## Письменное задание
Как в исходном отрывке назван главный герой романа Проханова?

## Исходный отрывок
++++++++

Сообщество «Изборский клуб» 00:03 5 апреля 2021

Соборное «русское бессознательное»

о самых главных русских кодах

Первое, что бросается в глаза при попытке осмысления романа Проханова, — главному герою Агееву не дана Таблица вся и сразу, он напряжённо ищет коды, они открываются ему постепенно. Это очень важное обстоятельство. Оно означает, во‑первых, что коды прикровенны и не всем доступны. Даже в каких‑то ключевых событиях нашей истории или современности они могут проявлять себя неполно или/и не для всех явно. А значит, во‑вторых, будучи скрытыми, они не действуют автоматически по принципу простого детерминизма. Многие страницы романа дают основание как раз для такой интерпретации. То есть мы имеем дело с устойчивыми структурами соборного «русского бессознательного», проявления которых всегда опосредованы свободой русского выбора, зависят от него и всегда исторически конкретны.

++++++++

## Раздел данных
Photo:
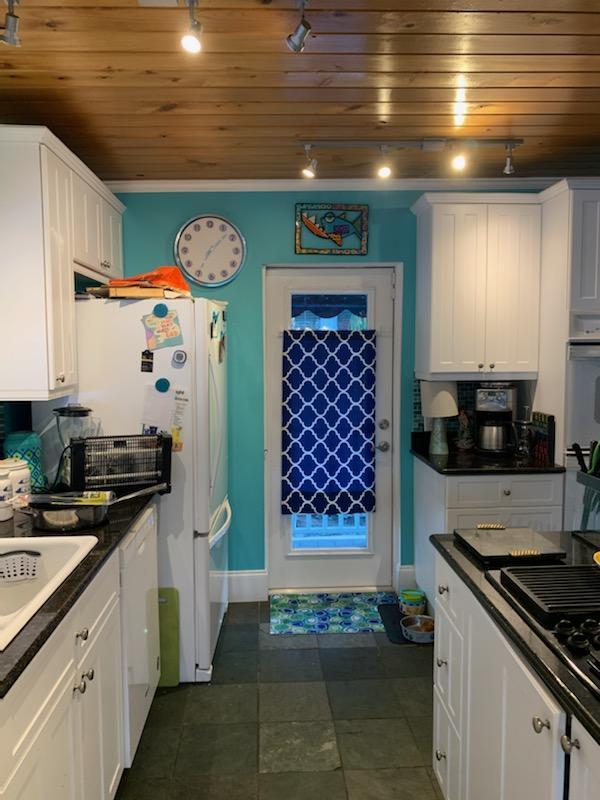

++++++++

## Решение задачи
Главного героя зовут Агеев.